Reproduce the entries below with "sign" substituted for "banner", keeping everything else unchanged.

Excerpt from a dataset
•••••

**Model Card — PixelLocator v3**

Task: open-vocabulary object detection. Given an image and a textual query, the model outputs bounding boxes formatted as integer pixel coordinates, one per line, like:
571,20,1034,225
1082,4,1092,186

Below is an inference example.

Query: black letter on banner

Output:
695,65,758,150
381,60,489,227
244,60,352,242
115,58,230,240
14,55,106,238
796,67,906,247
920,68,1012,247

•••••

● **Solved problem**:
**Model Card — PixelLocator v3**

Task: open-vocabulary object detection. Given an image and a textual query, the model outputs bounding boxes formatted as integer pixel coordinates, one per line, like:
571,20,1034,225
1082,4,1092,186

Below is an inference example.

Query: black letter on sign

Output:
695,65,758,150
381,60,489,227
244,60,352,242
115,58,230,240
14,55,106,238
796,67,906,247
920,68,1012,247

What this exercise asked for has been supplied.